Assignment:
Leaving out the pictures, reproduce each record exactly and in full.

Information provided Start Marker

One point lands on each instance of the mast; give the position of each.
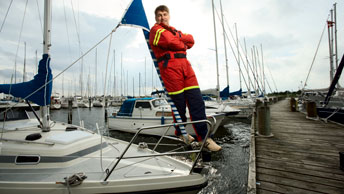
(114, 72)
(217, 58)
(263, 71)
(224, 40)
(95, 80)
(24, 71)
(248, 73)
(330, 44)
(46, 48)
(237, 40)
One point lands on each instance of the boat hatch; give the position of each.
(166, 114)
(68, 137)
(13, 114)
(143, 105)
(27, 159)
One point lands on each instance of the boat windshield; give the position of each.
(159, 102)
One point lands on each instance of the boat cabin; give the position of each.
(145, 107)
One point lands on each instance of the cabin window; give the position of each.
(142, 104)
(166, 114)
(159, 102)
(13, 114)
(27, 159)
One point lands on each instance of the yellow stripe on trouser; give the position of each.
(157, 36)
(182, 90)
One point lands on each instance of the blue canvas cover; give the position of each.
(27, 89)
(127, 108)
(224, 94)
(236, 93)
(136, 16)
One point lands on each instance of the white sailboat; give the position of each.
(140, 112)
(61, 158)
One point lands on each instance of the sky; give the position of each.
(284, 35)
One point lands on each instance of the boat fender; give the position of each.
(33, 137)
(71, 128)
(142, 145)
(206, 156)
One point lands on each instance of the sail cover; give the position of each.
(29, 90)
(136, 16)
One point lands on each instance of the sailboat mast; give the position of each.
(237, 41)
(46, 48)
(224, 39)
(24, 71)
(330, 44)
(217, 58)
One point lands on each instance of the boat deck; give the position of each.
(301, 157)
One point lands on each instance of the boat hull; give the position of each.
(332, 114)
(63, 153)
(132, 125)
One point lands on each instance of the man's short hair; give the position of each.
(161, 8)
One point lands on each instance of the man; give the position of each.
(169, 46)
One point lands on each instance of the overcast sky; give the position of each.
(287, 31)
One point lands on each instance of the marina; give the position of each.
(113, 104)
(301, 156)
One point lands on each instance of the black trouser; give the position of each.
(193, 99)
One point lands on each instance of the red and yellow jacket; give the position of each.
(167, 40)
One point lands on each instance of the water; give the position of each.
(227, 171)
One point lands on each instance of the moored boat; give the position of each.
(38, 155)
(140, 112)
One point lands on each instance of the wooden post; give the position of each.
(292, 104)
(341, 160)
(263, 114)
(70, 110)
(311, 109)
(105, 109)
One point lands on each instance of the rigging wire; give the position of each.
(39, 15)
(248, 63)
(8, 9)
(316, 52)
(20, 33)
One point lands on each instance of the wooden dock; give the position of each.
(301, 157)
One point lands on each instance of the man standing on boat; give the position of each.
(169, 46)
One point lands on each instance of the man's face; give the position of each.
(162, 17)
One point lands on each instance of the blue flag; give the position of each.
(136, 16)
(34, 90)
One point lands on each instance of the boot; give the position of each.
(190, 138)
(212, 146)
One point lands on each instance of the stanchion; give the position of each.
(263, 121)
(292, 104)
(311, 109)
(70, 110)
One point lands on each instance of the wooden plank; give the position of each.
(295, 186)
(271, 187)
(301, 157)
(295, 175)
(328, 173)
(318, 160)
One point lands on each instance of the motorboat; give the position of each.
(41, 156)
(65, 102)
(73, 159)
(55, 102)
(83, 102)
(140, 112)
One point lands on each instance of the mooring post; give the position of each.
(311, 109)
(70, 110)
(105, 109)
(263, 121)
(292, 104)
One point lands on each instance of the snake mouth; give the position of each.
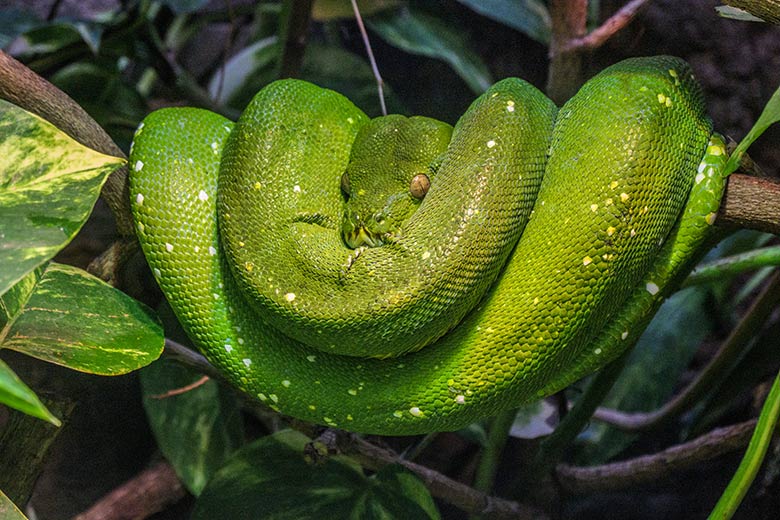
(362, 237)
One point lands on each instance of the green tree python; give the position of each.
(397, 275)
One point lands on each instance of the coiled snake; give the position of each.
(399, 276)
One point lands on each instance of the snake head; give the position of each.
(391, 166)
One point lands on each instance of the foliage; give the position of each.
(118, 65)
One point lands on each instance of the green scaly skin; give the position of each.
(613, 226)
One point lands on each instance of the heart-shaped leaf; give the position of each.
(48, 185)
(73, 319)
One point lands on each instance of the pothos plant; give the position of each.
(51, 174)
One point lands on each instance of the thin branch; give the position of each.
(649, 468)
(607, 30)
(149, 492)
(294, 22)
(367, 44)
(440, 486)
(191, 359)
(564, 77)
(730, 351)
(752, 203)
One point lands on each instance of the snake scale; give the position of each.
(397, 275)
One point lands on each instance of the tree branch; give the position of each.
(605, 31)
(752, 203)
(564, 76)
(24, 88)
(440, 486)
(649, 468)
(149, 492)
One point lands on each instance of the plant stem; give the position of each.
(491, 455)
(754, 456)
(732, 265)
(293, 31)
(730, 351)
(552, 448)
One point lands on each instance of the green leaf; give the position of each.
(419, 33)
(73, 319)
(15, 21)
(270, 479)
(652, 370)
(754, 456)
(768, 117)
(196, 430)
(534, 420)
(326, 10)
(734, 13)
(8, 510)
(48, 185)
(15, 394)
(242, 76)
(327, 66)
(184, 6)
(530, 17)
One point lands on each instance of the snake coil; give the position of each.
(544, 241)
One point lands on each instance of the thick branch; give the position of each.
(24, 88)
(752, 203)
(649, 468)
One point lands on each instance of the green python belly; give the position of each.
(542, 243)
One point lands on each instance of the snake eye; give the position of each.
(345, 185)
(419, 186)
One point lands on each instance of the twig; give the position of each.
(182, 389)
(440, 486)
(191, 359)
(605, 31)
(569, 18)
(294, 30)
(367, 44)
(649, 468)
(732, 348)
(149, 492)
(751, 202)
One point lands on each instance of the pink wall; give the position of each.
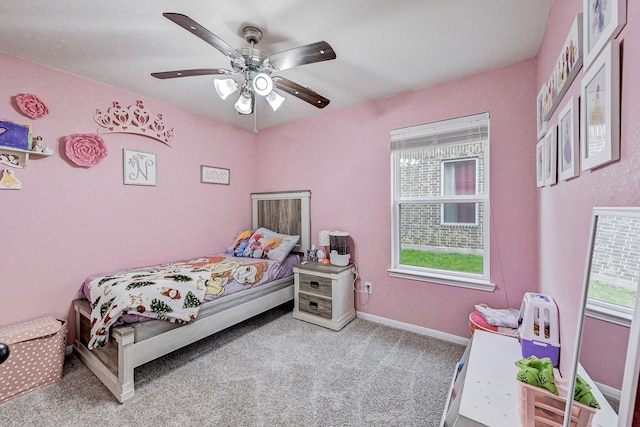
(344, 157)
(565, 209)
(69, 222)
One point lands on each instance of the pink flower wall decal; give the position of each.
(31, 106)
(85, 149)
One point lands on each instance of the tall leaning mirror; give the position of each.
(608, 331)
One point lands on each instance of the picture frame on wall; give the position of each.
(568, 140)
(603, 21)
(540, 112)
(140, 168)
(540, 163)
(600, 110)
(214, 175)
(550, 156)
(567, 66)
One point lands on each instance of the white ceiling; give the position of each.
(383, 47)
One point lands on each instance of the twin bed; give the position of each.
(113, 352)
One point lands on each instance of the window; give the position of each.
(440, 202)
(459, 179)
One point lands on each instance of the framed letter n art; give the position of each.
(140, 168)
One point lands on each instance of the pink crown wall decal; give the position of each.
(133, 119)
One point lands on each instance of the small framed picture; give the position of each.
(603, 21)
(140, 168)
(214, 175)
(600, 110)
(550, 156)
(568, 140)
(540, 163)
(541, 111)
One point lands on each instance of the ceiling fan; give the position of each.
(255, 67)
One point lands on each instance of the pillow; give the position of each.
(270, 245)
(238, 246)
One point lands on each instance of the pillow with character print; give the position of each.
(237, 247)
(268, 244)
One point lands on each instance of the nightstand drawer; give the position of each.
(314, 305)
(315, 285)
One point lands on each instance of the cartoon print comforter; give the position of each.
(172, 291)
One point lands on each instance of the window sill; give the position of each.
(608, 313)
(462, 282)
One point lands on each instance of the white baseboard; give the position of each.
(413, 328)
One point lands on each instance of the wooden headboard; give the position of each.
(286, 212)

Information provided End Marker

Your response:
One point lands on each instance of the mast; give the position of each.
(114, 72)
(217, 58)
(263, 71)
(224, 40)
(95, 80)
(24, 71)
(248, 73)
(330, 44)
(46, 48)
(237, 40)
One point lands on each instance of the boat hatch; give the position of each.
(166, 114)
(68, 137)
(13, 114)
(143, 105)
(27, 159)
One point lands on each instance of the boat windshield; give the position of each.
(159, 102)
One point lands on each instance of the boat cabin; give the position of each.
(145, 107)
One point lands on each instance of the cabin window; give the position of each.
(142, 104)
(166, 114)
(159, 102)
(13, 114)
(27, 159)
One point lands on each instance of the yellow stripe on trouser; give the position of each.
(157, 36)
(182, 90)
One point lands on each instance of the blue canvas cover; give the position of each.
(27, 89)
(127, 108)
(224, 94)
(236, 93)
(136, 16)
One point lands on each instance of the white sailboat; give the position of each.
(140, 112)
(61, 158)
One point lands on each instance of the sky; give the position of each.
(284, 35)
One point lands on each instance of the boat fender; give the position of each.
(33, 137)
(71, 128)
(142, 145)
(206, 156)
One point lands on each instance of the sail cover; give the position of each.
(29, 90)
(136, 16)
One point lands on each instance of the sailboat mast; give the position of each.
(237, 41)
(46, 48)
(224, 39)
(24, 71)
(330, 44)
(217, 58)
One point lands on each instance of the boat deck; give the position of each.
(301, 157)
One point lands on each instance of the boat hull; give the position of each.
(332, 114)
(63, 153)
(132, 125)
One point lands on each instance of the man's short hair; give the position of each.
(161, 8)
One point lands on each instance of the man; give the position of each.
(169, 46)
One point lands on each instance of the overcast sky; give the position of each.
(287, 31)
One point lands on each instance of the marina; give the position of each.
(113, 104)
(301, 156)
One point lands on each instance of the black trouser; give the position of each.
(193, 99)
One point lands on each instance of the red and yellow jacket; give the position of each.
(167, 40)
One point lands on each instance of the water; give the position of each.
(227, 171)
One point lands on each instance of the moored boat; give the position of each.
(38, 155)
(140, 112)
One point lands on each instance of the wooden post; give the position of each.
(292, 104)
(341, 160)
(263, 114)
(70, 110)
(311, 109)
(105, 109)
One point lands on each instance of the rigging wire; give the position of each.
(39, 15)
(248, 63)
(8, 9)
(316, 52)
(20, 33)
One point lands on each instance of the wooden dock; give the position of each.
(301, 157)
One point lands on each instance of the man standing on boat; give the position of each.
(169, 46)
One point lands on each instance of the man's face; give the position of each.
(162, 17)
One point lands on each instance of the blue flag; give the position of each.
(136, 16)
(34, 90)
One point lands on each instance of the boot; give the position of each.
(190, 138)
(212, 146)
One point lands on each instance of the stanchion; give the position of each.
(263, 121)
(292, 104)
(311, 109)
(70, 110)
One point lands on each instance of the wooden plank; give the position of each.
(295, 186)
(271, 187)
(301, 157)
(295, 175)
(328, 173)
(318, 160)
One point lands on each instance of the motorboat; give the position of each.
(41, 156)
(65, 102)
(73, 159)
(55, 102)
(83, 102)
(140, 112)
One point lands on each instance of the mooring post; give the position of each.
(311, 109)
(70, 110)
(105, 109)
(263, 121)
(292, 104)
One point lands on each instance of the snake mouth; give the position of each.
(362, 237)
One point lands on each instance of the green tree python; give the position of each.
(397, 275)
One point lands on each instance of the coiled snake; give the position of each.
(399, 276)
One point lands on each instance of the snake head; give the position of each.
(391, 166)
One point lands on each instance of the foliage; give the position of each.
(118, 65)
One point lands on each instance of the green scaly skin; give the position of each.
(613, 226)
One point lands on each instance of the heart-shaped leaf; give the position of each.
(48, 185)
(73, 319)
One point lands on each instance of the pothos plant; give the position of each.
(51, 174)
One point lands on each instance of the thin branch; give the position of each.
(649, 468)
(607, 30)
(149, 492)
(294, 22)
(367, 44)
(440, 486)
(191, 359)
(564, 77)
(730, 351)
(752, 203)
One point lands on each instance of the snake scale; give the position of each.
(397, 275)
One point lands on each instance of the tree branch; give the position of each.
(605, 31)
(752, 203)
(564, 76)
(24, 88)
(440, 486)
(649, 468)
(149, 492)
One point lands on each instance of the plant stem; give the position of each.
(491, 455)
(754, 456)
(732, 265)
(293, 31)
(730, 351)
(552, 448)
One point lands on each instance of the green leaf; give the position of each.
(419, 33)
(73, 319)
(15, 21)
(270, 479)
(652, 370)
(754, 456)
(768, 117)
(196, 430)
(534, 420)
(326, 10)
(734, 13)
(8, 510)
(48, 185)
(15, 394)
(242, 76)
(327, 66)
(184, 6)
(530, 17)
One point lands on each instance of the snake coil; give the position of each.
(544, 241)
One point lands on each instance of the thick branch; give the position of each.
(24, 88)
(752, 203)
(649, 468)
One point lands on each instance of the green python belly; give the position of each.
(542, 243)
One point lands on each instance of the snake eye; give the position of each.
(345, 185)
(419, 186)
One point lands on each instance of the twig; give the position of each.
(182, 389)
(440, 486)
(191, 359)
(605, 31)
(569, 18)
(294, 30)
(367, 44)
(649, 468)
(732, 348)
(149, 492)
(751, 202)
One point lands on each instance of the pink wall; give the position of each.
(344, 157)
(565, 209)
(69, 222)
One point lands on each instance of the pink flower wall decal; give the position of each.
(31, 106)
(85, 149)
One point lands on each instance of the tall leaning mirror; give the position of each.
(608, 331)
One point lands on each instance of the picture frame on wall; give the position of each.
(568, 140)
(603, 21)
(540, 112)
(140, 168)
(540, 163)
(600, 110)
(214, 175)
(550, 156)
(567, 66)
One point lands on each instance of the white ceiling; give the position of each.
(383, 47)
One point lands on each instance of the twin bed; give the position of each.
(113, 352)
One point lands on each instance of the window; give the position of each.
(440, 202)
(459, 179)
One point lands on each instance of the framed letter n art; give the position of each.
(140, 168)
One point lands on each instance of the pink crown wall decal; give the position of each.
(133, 119)
One point lands on each instance of the small framed picture; give the position of each.
(603, 21)
(140, 168)
(214, 175)
(600, 110)
(550, 156)
(568, 140)
(540, 163)
(541, 111)
One point lands on each instance of the ceiling fan; give the position of each.
(255, 67)
One point lands on each instance of the pillow; give the position of each.
(270, 245)
(238, 246)
One point lands on each instance of the pillow with character print; give the position of each.
(237, 247)
(268, 244)
One point lands on each instance of the nightstand drawer; give the position of each.
(314, 305)
(315, 285)
One point lands on each instance of the cartoon print comforter; give the position of each.
(172, 291)
One point lands on each instance of the window sill; give the position of each.
(608, 313)
(462, 282)
One point lands on each instance of the white baseboard; give the position of each.
(413, 328)
One point lands on each instance of the wooden headboard; give the position of each.
(286, 212)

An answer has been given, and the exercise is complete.